▶ **Data section**:
================
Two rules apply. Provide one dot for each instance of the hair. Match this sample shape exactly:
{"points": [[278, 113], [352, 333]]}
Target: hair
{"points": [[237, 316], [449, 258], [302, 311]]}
================
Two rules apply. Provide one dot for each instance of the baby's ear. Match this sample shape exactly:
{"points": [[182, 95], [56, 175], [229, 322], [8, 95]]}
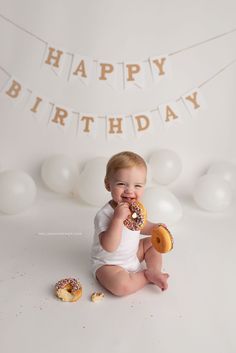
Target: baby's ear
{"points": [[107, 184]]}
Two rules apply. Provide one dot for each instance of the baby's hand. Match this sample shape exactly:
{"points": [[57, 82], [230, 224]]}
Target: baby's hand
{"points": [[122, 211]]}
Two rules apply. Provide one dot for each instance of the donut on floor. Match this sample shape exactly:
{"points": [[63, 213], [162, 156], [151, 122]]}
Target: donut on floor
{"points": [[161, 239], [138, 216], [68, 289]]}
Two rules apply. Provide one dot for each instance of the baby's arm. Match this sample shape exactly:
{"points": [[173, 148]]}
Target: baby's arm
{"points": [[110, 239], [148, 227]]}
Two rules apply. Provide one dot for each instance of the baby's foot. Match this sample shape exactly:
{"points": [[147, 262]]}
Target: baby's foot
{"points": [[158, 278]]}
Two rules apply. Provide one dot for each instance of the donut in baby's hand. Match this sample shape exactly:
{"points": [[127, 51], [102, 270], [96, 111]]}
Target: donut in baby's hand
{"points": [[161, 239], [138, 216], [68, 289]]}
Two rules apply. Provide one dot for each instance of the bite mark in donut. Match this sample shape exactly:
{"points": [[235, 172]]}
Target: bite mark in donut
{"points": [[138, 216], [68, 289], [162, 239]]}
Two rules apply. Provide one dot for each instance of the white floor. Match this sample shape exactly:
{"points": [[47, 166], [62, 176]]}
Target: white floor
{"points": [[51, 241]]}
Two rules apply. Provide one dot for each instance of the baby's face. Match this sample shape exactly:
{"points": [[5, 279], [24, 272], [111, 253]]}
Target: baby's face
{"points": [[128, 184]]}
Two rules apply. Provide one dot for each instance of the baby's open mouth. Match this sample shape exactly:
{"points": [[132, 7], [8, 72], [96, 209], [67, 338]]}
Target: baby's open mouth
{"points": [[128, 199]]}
================
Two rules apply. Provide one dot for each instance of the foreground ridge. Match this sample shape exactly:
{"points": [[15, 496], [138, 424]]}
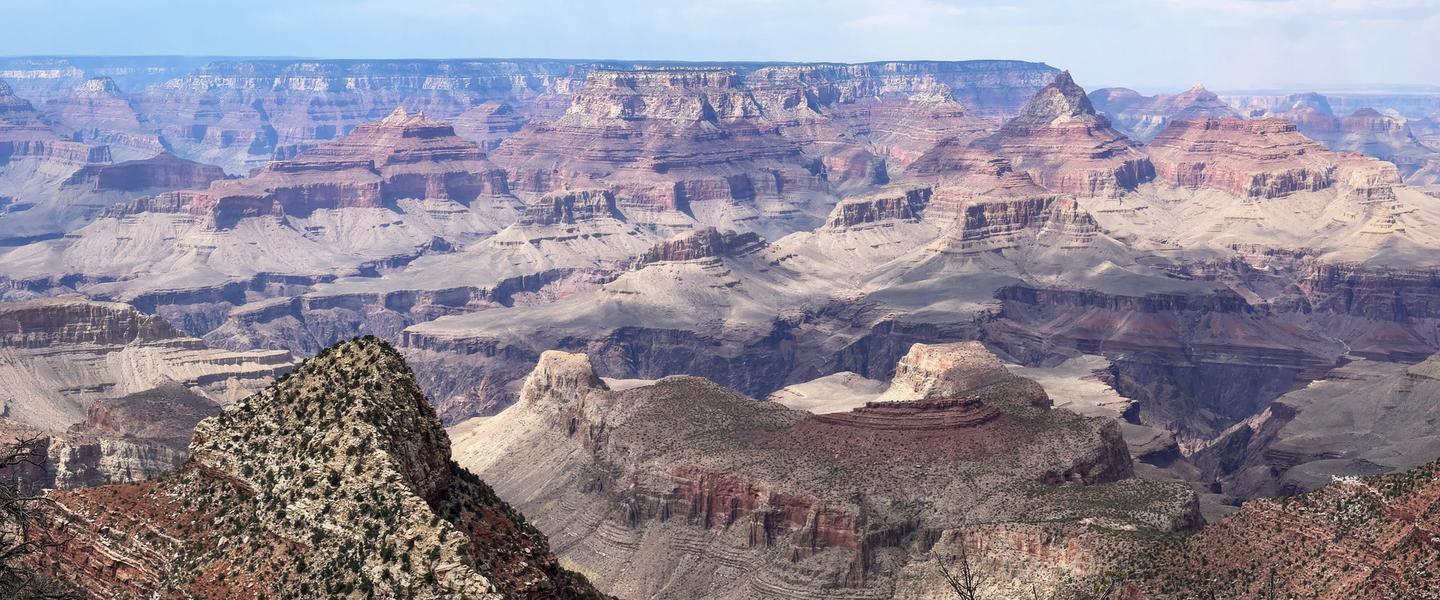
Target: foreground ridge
================
▶ **Brief**:
Copy out the lines of the material above from the line containing "of the foreground" through the line containing "Target: foreground ridge", both lines included, and leave out the picture.

▶ **Answer to this task**:
Two rules apply. Provide one dot for each instance of the foreground ridge. Match this sample shape exactly:
{"points": [[15, 496], [138, 424]]}
Target: foreground ridge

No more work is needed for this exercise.